*Task requirements*
1. Rewrite the paragraph of the sentencing opinion that begins "The Court has previously held" as a short bulleted list, keeping its main holdings and the cases cited for them.
2. Carry on the sentencing opinion from where it stops, writing the discussion that follows its final heading.

The Court has previously held that it may consider a defendant's refusal to answer questions for the PSR, while not drawing an adverse inference from the refusal. See United States v. Goree, 2012 WL 592869, at *11 (D.N.M. 2012)(Browning, J.). The Court has also held that, although it can consider a defendant's silence about information regarding herself or others engaging in criminal conduct, it will not rely on that silence to increase the defendant's sentence. See United States v. Chapman, 2012 WL 257814, at *13 n.5 (D.N.M. 2012)(Browning, J.). Finally, the Court has held that a defendant's "aggression towards other individuals, and the murder he may have attempted to orchestrate while incarcerated" is relevant information which the Court can consider in fashioning a proper sentence. United States v. Romero, 2012 WL 6632493, at *23 (D.N.M. 2012)(Browning, J.).
ANALYSIS
The Court concludes that: (i) Tapia's Aggravated Assault conviction does not call for 3 criminal history points under U.S.S.G. § 4A1.2(e), because the Court will use the recently amended sentence for 238 days, not the originally imposed 18 month sentence; (ii) Tapia's base offense level is 18 under U.S.S.G. § 2K2.1(b)(6)(B), because Tapia committed the firearm offense in connection with another felony offense; (iii) the Court will assess 3 criminal history points for Tapia's prostitution- and automobile theft-related convictions, because they are not relevant conduct to his instant offense; (iv) Tapia's criminal history score is 11, and his criminal history category is V; and (v) the Court will not issue a downward adjustment or grant additional custody confinement credit for time served on Tapia's prostitution- and automobile theft-related convictions because the convictions are not relevant conduct to his instant offense. I. THE COURT WILL NOT ASSESS ANY CRIMINAL HISTORY POINTS FOR TAPIA'S 1997 AGGRAVATED BATTERY CONVICTION , BECAUSE THE COURT WILL USE TAPIA'S AMENDED EIGHT-MONTH SENTENCE, AND NOT THE STATE COURT'S ORIGINAL BUT ERRONEOUS EIGHTEEN MONTH SENTENCE .

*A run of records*
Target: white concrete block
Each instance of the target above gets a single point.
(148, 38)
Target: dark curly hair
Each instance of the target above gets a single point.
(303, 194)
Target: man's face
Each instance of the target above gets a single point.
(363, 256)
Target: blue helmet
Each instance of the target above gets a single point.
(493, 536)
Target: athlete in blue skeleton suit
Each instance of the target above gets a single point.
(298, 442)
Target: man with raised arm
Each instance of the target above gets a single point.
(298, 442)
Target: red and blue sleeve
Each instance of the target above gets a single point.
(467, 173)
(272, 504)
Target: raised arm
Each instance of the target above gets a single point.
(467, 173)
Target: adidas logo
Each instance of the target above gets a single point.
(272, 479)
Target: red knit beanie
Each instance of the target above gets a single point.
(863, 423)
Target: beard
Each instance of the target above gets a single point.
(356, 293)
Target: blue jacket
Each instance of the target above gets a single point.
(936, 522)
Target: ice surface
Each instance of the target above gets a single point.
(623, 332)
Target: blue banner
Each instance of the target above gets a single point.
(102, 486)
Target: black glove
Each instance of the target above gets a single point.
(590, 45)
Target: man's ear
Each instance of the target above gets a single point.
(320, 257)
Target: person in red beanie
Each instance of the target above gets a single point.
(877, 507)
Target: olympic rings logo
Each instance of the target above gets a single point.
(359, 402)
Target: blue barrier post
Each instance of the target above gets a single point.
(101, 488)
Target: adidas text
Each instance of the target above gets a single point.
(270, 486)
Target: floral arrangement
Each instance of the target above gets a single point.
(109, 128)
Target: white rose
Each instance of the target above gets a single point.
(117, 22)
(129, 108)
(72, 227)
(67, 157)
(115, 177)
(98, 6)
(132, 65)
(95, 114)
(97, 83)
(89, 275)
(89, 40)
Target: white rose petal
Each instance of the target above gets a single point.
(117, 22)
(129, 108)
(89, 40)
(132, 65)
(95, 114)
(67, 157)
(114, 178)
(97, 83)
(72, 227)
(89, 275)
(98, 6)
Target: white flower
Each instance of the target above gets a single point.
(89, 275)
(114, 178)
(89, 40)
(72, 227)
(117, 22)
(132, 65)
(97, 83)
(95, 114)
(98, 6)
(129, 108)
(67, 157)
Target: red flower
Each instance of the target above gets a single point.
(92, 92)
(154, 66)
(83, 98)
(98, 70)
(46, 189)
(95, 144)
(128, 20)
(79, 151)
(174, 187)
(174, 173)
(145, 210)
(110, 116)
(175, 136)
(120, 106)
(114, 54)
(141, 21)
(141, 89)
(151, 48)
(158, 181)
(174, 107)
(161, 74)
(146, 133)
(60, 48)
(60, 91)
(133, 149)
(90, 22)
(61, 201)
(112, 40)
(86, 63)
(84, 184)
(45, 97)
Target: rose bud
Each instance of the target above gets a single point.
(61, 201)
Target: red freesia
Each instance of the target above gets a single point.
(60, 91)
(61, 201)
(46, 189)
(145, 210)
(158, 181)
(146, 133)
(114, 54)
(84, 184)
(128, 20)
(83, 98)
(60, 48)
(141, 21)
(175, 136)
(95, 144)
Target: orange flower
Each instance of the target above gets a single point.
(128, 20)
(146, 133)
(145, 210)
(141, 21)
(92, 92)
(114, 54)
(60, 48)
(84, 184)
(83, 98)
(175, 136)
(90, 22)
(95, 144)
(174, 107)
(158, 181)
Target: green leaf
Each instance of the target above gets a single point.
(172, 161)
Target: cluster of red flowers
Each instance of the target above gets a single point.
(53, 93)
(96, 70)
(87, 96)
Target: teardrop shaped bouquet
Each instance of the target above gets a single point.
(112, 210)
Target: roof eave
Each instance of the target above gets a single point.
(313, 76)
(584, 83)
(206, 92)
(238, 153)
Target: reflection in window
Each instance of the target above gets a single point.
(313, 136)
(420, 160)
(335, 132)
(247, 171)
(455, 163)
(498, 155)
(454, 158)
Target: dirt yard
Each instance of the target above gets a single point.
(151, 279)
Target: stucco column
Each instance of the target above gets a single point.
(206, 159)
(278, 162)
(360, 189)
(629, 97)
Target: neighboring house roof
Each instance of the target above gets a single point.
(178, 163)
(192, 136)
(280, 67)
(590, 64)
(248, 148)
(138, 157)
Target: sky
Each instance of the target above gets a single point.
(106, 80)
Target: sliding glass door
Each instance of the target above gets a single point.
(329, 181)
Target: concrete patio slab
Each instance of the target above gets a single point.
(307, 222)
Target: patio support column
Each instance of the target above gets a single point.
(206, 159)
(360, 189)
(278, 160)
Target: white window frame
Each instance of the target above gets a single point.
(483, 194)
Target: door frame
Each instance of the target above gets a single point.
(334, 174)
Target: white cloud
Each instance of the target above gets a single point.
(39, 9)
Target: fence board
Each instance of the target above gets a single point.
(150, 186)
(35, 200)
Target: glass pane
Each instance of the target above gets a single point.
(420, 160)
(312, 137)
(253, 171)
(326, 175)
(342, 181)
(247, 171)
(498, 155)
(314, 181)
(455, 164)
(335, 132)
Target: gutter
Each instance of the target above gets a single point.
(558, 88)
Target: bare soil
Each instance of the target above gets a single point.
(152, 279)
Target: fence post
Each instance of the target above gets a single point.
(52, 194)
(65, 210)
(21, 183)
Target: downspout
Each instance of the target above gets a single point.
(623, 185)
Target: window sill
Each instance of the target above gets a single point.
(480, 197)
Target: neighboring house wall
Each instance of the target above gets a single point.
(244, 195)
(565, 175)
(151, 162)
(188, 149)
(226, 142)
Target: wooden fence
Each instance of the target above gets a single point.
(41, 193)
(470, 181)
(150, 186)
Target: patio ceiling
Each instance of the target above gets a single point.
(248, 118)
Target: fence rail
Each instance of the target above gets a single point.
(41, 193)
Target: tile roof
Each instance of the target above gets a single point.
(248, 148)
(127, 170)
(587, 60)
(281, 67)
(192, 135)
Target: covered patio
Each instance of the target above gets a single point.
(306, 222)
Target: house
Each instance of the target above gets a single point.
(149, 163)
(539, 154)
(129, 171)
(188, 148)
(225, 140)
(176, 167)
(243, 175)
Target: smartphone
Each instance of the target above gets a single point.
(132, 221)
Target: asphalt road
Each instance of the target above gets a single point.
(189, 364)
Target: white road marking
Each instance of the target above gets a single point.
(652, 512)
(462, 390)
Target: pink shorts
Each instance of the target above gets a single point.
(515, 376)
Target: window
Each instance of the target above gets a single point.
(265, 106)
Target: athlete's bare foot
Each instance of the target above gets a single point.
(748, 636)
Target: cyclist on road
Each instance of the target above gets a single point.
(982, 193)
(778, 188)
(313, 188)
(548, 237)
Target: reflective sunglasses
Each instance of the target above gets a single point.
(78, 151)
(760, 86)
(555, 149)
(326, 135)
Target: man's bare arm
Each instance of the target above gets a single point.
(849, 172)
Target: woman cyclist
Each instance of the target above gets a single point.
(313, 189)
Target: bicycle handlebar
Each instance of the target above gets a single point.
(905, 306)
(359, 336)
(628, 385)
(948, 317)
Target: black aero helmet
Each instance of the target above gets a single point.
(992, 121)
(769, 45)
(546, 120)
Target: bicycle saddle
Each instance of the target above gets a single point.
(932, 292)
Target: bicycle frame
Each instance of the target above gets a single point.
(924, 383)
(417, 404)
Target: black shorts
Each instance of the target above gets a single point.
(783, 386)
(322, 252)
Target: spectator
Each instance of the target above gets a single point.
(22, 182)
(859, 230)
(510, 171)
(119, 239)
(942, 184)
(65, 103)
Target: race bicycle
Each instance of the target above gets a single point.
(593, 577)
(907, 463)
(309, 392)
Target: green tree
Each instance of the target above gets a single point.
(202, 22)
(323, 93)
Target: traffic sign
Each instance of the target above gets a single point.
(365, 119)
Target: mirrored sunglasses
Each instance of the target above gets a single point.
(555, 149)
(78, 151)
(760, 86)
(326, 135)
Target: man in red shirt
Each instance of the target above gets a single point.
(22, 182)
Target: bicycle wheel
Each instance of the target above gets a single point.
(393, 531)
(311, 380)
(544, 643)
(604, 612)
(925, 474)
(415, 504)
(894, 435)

*Answers to each task*
1.
- The Court may consider a defendant's refusal to answer questions for the PSR but will not draw an adverse inference from it (United States v. Goree, 2012 WL 592869, at *11).
- The Court can consider a defendant's silence about criminal conduct by herself or others but will not rely on it to increase the sentence (United States v. Chapman, 2012 WL 257814, at *13 n.5).
- A defendant's aggression toward others, and a murder he may have tried to orchestrate while incarcerated, is relevant information the Court can consider in fashioning a sentence (United States v. Romero, 2012 WL 6632493, at *23).

2.
In PSR's ¶ 41, the USPO adds 3 criminal history points under U.S.S.G. § 4A1.1(a) for a criminal conviction for one count of Aggravated Battery with a Deadly Weapon. See PSR ¶ 41, at 9. The PSR states that, on May 27, 1994, Tapia was arrested, and on June 30, 1997, the Second Judicial District Court in Albuquerque, New Mexico imposed a sentence of three years imprisonment, with eighteen months suspended and eighteen months supervised probation. See PSR ¶ 41, at 9. The PSR adds three criminal history points under § 4A1.1(a), which states: "Add 3 points for each prior sentence of imprisonment exceeding one year and one month." U.S.S.G. § 4A1.1(a). The Court notes that, based on the briefing and other documents submitted for sentencing, it appears that Tapia was sentenced on September 22, 1997, and not on June 30, 1997.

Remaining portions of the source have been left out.